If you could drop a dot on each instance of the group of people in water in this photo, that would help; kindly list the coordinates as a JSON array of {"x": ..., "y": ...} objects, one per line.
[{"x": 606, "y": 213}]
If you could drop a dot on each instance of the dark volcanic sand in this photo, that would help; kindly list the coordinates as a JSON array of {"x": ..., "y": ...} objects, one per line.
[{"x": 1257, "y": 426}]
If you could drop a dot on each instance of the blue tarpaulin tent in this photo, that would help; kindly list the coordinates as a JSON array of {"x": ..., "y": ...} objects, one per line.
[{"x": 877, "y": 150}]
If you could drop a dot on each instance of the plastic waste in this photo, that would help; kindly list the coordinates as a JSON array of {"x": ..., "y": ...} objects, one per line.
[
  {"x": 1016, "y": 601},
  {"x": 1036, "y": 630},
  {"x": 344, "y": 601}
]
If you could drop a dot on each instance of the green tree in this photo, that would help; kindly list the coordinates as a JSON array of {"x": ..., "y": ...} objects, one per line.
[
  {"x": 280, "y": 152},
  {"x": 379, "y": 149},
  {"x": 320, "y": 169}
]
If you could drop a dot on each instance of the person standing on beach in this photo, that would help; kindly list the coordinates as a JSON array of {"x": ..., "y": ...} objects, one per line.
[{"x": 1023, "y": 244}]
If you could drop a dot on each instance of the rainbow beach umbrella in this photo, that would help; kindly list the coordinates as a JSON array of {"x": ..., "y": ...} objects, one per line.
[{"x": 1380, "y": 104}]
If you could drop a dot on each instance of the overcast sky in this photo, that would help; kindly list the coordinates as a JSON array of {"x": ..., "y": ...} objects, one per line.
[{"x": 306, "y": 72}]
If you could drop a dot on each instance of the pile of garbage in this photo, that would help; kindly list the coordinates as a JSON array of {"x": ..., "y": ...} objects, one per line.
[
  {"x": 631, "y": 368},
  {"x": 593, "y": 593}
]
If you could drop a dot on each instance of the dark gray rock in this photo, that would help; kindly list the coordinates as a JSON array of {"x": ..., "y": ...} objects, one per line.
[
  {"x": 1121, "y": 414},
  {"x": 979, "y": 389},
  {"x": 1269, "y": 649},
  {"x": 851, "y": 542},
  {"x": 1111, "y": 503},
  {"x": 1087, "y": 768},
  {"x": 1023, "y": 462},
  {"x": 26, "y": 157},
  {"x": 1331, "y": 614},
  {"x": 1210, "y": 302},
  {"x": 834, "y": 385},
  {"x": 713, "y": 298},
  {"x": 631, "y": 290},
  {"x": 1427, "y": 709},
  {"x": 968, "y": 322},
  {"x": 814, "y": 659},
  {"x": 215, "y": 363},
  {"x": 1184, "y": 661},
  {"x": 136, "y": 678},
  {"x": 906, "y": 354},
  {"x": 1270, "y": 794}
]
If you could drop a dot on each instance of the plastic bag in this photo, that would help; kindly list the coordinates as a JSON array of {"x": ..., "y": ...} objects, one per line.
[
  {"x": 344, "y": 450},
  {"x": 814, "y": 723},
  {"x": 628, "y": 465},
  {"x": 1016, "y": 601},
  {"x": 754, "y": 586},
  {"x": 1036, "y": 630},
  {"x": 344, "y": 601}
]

...

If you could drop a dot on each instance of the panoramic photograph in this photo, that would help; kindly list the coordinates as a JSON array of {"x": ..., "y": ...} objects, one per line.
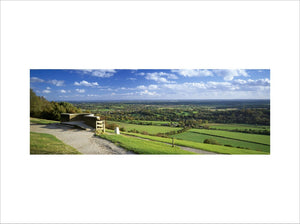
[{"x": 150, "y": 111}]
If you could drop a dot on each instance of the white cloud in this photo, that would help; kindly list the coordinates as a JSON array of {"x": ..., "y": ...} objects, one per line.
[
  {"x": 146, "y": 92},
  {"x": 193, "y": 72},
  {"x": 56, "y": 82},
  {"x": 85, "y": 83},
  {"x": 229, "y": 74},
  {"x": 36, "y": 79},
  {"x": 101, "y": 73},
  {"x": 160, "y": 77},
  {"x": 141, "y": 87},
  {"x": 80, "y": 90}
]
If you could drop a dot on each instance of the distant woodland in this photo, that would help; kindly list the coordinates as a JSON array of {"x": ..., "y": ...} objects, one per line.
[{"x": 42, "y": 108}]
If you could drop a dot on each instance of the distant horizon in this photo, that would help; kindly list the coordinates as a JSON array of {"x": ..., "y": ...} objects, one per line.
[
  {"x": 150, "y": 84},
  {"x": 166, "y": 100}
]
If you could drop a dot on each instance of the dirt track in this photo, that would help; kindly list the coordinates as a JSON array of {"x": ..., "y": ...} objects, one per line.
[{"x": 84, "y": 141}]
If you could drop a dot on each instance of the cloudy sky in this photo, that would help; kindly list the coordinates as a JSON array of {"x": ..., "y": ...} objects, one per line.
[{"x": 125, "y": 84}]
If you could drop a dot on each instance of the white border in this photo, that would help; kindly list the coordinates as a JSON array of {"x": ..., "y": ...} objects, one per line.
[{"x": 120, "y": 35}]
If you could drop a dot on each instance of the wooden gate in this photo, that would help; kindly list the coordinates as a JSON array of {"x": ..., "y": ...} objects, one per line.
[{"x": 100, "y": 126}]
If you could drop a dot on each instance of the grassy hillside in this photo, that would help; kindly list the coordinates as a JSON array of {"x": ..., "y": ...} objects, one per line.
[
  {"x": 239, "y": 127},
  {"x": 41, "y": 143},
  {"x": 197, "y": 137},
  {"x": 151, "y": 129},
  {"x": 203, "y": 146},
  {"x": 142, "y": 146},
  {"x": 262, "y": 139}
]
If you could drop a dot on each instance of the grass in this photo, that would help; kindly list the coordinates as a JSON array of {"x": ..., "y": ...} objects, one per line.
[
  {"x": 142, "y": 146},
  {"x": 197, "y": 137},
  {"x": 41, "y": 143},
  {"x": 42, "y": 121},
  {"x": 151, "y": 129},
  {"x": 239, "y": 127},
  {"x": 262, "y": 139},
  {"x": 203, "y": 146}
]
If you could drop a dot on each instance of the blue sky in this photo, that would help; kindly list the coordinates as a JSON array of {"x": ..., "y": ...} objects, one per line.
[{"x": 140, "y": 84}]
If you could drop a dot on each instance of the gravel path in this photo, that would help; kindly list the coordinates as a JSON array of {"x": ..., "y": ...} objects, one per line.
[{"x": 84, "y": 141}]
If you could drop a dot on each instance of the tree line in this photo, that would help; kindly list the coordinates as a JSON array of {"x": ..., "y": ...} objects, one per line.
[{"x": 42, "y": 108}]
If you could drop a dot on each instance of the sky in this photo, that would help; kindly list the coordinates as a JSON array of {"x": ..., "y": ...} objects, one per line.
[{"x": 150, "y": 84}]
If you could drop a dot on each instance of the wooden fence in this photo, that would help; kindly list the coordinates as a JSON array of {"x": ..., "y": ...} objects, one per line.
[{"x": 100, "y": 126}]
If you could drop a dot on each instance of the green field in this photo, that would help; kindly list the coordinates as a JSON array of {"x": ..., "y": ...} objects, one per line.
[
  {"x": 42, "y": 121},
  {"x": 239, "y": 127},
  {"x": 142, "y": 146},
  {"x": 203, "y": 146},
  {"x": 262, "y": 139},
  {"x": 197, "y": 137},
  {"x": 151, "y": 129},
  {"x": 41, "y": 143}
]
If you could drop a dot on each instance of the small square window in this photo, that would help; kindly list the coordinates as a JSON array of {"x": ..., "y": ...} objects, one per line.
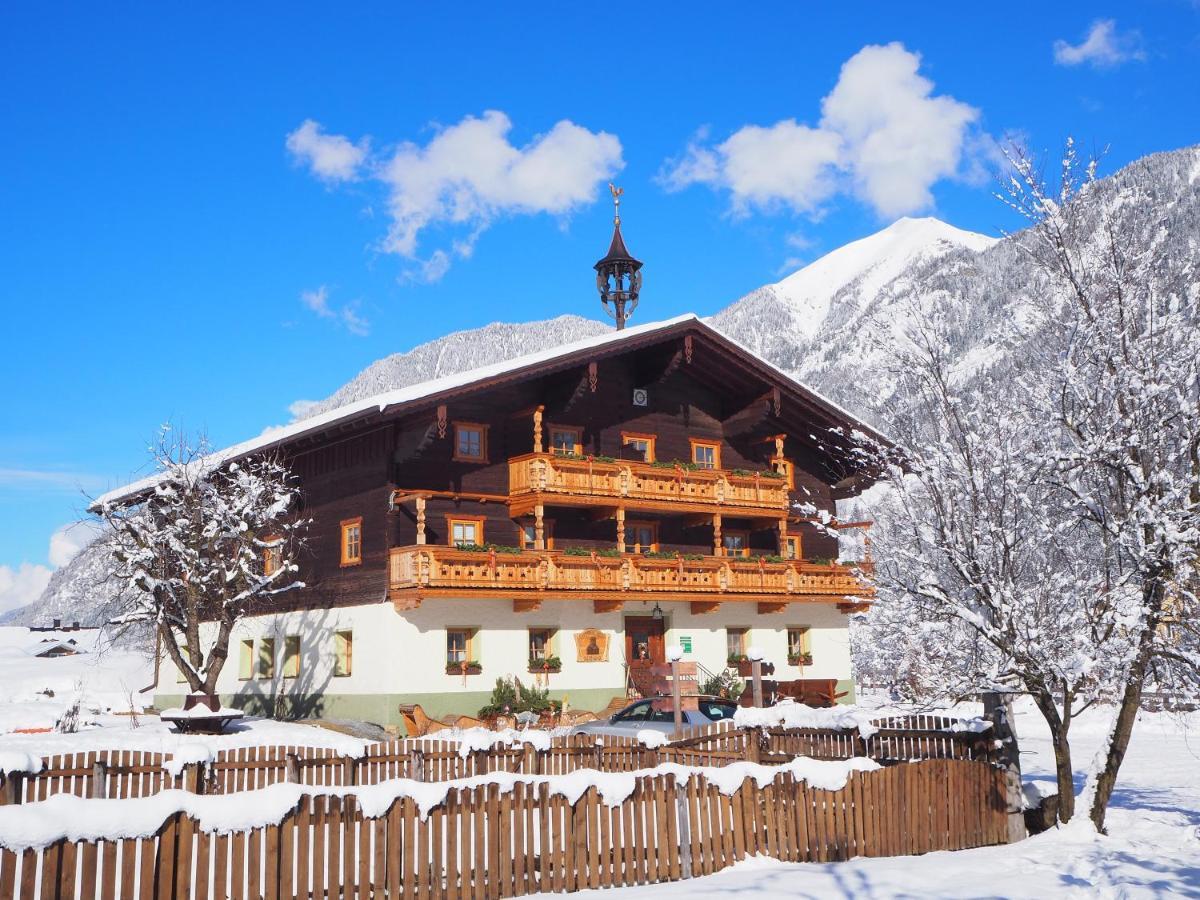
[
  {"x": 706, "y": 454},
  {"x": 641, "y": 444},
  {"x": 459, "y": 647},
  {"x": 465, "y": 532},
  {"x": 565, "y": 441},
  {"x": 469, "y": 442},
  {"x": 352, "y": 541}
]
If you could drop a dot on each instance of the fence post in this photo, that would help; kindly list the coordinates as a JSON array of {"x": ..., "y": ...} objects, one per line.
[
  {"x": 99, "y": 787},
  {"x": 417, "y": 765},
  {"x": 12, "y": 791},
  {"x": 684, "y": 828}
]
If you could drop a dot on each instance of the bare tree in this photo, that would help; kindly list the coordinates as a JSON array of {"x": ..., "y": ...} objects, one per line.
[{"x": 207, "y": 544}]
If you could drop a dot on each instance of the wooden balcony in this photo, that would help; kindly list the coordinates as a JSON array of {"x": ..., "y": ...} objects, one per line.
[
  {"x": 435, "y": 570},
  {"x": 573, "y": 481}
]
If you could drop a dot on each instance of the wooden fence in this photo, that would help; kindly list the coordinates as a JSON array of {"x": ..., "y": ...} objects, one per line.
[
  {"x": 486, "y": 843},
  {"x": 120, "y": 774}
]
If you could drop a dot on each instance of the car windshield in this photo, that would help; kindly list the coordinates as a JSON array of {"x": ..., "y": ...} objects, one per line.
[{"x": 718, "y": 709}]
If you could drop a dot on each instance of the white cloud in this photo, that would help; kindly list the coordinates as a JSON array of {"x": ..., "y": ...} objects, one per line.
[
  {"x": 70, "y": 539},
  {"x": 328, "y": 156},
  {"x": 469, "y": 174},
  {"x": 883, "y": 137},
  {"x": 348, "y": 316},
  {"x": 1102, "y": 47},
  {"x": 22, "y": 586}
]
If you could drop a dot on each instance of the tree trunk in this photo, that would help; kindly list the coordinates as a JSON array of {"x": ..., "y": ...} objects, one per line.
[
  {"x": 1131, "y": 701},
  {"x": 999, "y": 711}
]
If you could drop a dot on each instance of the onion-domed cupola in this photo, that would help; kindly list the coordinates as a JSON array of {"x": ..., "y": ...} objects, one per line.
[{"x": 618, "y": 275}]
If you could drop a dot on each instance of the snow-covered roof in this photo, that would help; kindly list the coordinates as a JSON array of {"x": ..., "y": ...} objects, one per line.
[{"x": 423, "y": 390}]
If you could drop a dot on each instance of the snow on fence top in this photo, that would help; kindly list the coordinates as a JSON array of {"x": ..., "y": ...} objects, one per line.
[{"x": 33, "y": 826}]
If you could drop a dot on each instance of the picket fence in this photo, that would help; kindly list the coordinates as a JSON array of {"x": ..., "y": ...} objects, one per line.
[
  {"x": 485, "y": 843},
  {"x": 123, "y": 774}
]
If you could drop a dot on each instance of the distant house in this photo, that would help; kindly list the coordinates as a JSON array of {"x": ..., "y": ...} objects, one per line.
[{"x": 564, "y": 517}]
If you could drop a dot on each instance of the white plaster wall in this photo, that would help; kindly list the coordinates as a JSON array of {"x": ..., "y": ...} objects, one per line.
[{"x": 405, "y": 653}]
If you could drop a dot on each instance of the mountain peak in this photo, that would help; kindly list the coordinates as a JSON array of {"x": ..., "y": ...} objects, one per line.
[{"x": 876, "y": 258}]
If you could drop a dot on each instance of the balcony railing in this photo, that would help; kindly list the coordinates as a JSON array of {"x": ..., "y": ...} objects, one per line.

...

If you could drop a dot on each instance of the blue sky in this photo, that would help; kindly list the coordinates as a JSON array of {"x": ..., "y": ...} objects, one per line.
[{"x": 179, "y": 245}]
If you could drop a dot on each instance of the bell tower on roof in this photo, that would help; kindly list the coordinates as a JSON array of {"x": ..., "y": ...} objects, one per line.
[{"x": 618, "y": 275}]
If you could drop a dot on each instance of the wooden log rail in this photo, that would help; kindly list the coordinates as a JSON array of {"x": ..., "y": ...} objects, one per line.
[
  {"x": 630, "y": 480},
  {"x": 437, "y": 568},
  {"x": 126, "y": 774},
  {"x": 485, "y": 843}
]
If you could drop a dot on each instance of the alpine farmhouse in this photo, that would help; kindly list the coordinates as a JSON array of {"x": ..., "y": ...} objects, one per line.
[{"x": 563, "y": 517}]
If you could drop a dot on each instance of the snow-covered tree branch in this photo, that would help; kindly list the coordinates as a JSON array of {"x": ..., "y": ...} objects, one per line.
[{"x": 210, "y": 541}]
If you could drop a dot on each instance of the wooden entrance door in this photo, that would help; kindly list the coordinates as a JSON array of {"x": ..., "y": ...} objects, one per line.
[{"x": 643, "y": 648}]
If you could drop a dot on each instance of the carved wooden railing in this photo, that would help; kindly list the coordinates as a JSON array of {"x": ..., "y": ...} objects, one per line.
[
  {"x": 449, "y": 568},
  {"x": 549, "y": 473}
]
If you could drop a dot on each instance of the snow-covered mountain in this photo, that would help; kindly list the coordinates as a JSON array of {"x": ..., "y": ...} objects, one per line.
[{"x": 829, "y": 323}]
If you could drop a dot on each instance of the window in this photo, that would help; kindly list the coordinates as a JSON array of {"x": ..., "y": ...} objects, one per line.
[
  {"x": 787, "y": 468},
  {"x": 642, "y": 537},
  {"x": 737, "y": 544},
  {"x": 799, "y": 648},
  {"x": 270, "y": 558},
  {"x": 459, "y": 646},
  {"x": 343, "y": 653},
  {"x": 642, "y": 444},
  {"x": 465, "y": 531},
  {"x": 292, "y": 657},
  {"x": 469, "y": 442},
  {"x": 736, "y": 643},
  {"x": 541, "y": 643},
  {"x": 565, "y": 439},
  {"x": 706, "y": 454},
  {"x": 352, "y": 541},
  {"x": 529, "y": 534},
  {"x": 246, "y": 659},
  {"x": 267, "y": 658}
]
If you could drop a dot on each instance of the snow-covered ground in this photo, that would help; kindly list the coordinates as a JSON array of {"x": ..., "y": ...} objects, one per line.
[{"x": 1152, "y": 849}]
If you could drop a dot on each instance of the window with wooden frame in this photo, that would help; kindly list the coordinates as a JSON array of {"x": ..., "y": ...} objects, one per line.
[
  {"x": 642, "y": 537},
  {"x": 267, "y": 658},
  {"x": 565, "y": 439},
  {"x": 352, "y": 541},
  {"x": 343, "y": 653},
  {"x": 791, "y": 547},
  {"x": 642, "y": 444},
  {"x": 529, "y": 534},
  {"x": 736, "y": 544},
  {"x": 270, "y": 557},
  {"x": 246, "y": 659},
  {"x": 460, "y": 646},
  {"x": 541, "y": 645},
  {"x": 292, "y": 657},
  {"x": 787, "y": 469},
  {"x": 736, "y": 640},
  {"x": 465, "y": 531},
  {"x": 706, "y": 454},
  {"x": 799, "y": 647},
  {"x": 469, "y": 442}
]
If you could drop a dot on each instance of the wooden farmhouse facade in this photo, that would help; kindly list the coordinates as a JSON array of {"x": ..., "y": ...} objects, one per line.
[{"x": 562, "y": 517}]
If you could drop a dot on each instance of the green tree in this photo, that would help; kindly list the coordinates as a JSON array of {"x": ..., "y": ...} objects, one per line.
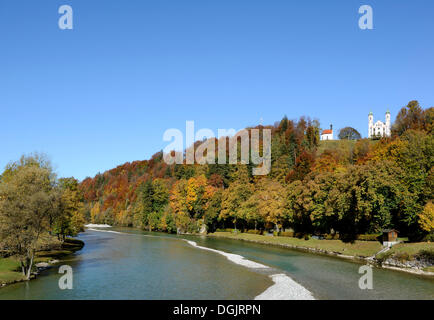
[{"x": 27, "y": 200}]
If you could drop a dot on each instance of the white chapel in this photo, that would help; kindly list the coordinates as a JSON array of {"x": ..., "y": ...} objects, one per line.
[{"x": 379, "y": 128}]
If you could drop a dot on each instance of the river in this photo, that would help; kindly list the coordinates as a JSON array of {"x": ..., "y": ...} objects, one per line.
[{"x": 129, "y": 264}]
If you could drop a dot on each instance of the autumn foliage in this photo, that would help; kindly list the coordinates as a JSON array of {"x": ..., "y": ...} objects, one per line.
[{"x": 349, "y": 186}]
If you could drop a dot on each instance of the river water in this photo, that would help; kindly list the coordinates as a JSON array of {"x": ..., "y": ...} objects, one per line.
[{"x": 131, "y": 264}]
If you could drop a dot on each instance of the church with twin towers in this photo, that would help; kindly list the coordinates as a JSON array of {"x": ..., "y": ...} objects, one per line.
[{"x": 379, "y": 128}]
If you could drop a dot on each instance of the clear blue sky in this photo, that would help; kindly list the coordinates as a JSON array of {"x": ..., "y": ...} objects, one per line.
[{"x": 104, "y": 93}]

TASK DESCRIPTION: Everything starting at the line containing "the distant house" and ending at the line containing "of the balcony" in the records above should be repeated exactly, and only that.

RESPONSE BOX:
If you could drop a dot on each instance of the distant house in this photo, that would help; kindly list the coordinates as a JSON array of {"x": ..., "y": ...} objects, one per line.
[{"x": 564, "y": 517}]
If you could drop a dot on each instance of the white plaster wall in this photo, that would help; kindly list the coordinates as a JSON array of {"x": ..., "y": ...} objects, one per line.
[{"x": 405, "y": 653}]
If you could drop a dot on each instance of the mountain peak in this photo, that would help; kindly list the coordinates as a JSON array of {"x": ..., "y": ...} objects, one per line.
[{"x": 876, "y": 258}]
If you could drop a dot on each instance of the balcony railing in this photo, that would help; kindly list the coordinates as a JSON array of {"x": ..., "y": ...} objects, one per line.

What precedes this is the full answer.